_TASK TO CARRY OUT_
In the listing below, please print the line that contains "vertical stabilizer, one per instance" and every line that follows it, exactly.

┌──

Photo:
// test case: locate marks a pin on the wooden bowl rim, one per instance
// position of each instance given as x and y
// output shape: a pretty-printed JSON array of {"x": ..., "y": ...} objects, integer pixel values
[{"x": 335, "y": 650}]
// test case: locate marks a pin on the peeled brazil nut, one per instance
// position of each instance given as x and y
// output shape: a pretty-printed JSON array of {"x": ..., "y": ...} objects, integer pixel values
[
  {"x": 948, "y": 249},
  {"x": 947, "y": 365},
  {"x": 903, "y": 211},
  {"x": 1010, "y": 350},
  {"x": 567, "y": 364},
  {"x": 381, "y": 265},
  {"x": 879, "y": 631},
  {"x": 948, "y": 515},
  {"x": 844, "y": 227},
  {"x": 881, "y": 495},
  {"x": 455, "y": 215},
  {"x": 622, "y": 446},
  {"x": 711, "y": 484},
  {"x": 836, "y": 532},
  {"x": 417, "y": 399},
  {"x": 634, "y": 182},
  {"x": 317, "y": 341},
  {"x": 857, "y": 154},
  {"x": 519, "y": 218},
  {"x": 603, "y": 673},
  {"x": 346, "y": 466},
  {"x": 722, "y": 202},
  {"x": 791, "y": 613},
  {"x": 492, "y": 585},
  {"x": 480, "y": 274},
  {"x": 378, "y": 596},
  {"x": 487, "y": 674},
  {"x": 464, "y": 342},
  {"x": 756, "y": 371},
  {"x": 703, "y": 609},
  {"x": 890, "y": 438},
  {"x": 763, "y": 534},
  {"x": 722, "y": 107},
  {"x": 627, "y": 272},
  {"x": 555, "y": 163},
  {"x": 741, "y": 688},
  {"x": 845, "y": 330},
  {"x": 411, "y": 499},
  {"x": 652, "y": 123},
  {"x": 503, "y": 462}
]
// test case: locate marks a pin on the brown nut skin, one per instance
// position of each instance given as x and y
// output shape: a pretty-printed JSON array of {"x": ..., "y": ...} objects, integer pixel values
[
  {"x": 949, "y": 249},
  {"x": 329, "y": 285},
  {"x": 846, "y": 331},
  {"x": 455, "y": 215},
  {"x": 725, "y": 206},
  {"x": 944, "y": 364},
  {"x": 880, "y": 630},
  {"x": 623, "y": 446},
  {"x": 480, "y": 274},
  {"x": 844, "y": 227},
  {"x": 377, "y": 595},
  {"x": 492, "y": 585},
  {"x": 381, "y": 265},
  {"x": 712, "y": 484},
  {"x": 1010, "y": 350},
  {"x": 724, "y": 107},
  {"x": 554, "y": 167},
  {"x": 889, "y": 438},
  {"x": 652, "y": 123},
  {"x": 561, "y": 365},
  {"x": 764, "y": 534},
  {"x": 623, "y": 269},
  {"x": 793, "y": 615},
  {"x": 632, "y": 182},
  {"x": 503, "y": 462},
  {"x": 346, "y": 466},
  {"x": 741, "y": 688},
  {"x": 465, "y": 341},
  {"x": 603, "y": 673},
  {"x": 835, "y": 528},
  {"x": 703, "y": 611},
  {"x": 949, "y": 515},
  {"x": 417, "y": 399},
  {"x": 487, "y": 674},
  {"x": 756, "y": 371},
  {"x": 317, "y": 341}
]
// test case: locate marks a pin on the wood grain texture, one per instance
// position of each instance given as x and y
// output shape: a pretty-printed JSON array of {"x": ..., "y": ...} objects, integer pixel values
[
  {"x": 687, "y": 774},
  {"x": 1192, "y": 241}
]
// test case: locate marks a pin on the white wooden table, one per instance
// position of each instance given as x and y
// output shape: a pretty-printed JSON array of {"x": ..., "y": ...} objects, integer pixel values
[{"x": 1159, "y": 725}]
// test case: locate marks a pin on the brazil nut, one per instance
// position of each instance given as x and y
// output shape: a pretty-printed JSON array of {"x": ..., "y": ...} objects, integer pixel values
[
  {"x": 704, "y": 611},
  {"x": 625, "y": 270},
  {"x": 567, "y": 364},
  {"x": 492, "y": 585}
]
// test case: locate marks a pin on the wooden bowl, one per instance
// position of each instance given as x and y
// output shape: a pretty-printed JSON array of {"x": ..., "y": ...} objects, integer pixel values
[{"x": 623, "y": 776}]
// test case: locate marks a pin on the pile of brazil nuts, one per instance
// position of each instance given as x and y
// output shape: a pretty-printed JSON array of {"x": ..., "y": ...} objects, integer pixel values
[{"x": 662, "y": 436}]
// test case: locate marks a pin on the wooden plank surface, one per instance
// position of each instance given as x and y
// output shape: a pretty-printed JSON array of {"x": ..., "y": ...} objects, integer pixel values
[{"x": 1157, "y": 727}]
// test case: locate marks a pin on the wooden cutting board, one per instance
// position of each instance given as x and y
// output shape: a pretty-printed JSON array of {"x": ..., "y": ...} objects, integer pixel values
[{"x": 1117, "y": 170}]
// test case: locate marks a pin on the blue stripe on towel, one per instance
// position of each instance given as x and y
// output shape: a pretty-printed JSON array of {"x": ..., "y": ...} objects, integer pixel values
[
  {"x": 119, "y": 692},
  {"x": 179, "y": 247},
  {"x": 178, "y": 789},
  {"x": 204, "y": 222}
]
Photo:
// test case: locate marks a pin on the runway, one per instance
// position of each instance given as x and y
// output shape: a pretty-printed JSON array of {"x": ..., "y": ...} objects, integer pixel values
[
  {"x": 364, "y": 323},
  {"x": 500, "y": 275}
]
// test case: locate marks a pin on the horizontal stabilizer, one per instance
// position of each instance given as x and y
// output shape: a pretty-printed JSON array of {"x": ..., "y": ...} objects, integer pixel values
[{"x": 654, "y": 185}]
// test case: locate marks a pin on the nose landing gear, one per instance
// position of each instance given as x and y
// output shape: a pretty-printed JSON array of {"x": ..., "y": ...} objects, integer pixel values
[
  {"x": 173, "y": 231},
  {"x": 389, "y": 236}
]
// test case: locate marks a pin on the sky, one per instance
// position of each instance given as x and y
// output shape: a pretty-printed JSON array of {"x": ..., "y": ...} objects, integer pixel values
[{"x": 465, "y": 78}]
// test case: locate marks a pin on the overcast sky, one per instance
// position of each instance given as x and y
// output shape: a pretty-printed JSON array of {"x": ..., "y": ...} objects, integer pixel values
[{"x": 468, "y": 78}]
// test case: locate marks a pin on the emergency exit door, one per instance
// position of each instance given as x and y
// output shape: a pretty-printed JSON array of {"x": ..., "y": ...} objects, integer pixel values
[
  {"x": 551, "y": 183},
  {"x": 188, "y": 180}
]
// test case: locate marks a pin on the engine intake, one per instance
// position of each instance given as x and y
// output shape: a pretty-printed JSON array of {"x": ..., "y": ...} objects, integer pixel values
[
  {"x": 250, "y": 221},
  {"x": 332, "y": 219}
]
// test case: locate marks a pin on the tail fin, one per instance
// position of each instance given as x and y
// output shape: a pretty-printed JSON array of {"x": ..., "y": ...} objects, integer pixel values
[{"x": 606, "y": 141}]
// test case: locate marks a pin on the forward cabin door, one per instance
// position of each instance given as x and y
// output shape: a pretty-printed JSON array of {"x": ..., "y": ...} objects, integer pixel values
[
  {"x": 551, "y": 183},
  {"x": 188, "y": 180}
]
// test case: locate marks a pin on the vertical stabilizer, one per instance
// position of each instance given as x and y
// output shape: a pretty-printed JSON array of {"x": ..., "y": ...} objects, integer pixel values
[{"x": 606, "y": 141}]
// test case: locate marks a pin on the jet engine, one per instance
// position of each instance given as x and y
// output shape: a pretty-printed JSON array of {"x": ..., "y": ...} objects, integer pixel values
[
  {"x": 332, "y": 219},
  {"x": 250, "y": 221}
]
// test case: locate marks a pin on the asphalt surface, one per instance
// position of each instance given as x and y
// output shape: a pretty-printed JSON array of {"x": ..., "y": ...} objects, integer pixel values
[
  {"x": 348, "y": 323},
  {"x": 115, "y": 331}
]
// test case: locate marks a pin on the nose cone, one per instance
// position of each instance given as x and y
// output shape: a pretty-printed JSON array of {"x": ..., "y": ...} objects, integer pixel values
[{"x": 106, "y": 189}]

└──

_WORKED ANSWER_
// test case: locate marks a pin on the vertical stabilizer, one per instance
// position of each instance given as x and y
// output shape: a pretty-printed JSON array of {"x": ..., "y": ...} objects, integer pixel values
[{"x": 606, "y": 141}]
// test case: locate marks a pin on the jet engine, one per instance
// position of each instance given as x and y
// output shape: a pretty-printed JSON array of {"x": ..., "y": ...} objects, integer pixel values
[
  {"x": 332, "y": 219},
  {"x": 250, "y": 221}
]
// test case: locate marks a pin on the asphalt surface, one per instance
// position of each instance given as x and y
// output shape: a pretty-printed JSON array of {"x": ..., "y": ...} objects, integer pixel values
[
  {"x": 348, "y": 323},
  {"x": 115, "y": 331}
]
// test case: locate marks a pin on the nose cone, one per instance
// position of each instance given as x and y
// output shape: a pretty-printed JSON array of {"x": ..., "y": ...} objects, integer pixel values
[{"x": 106, "y": 189}]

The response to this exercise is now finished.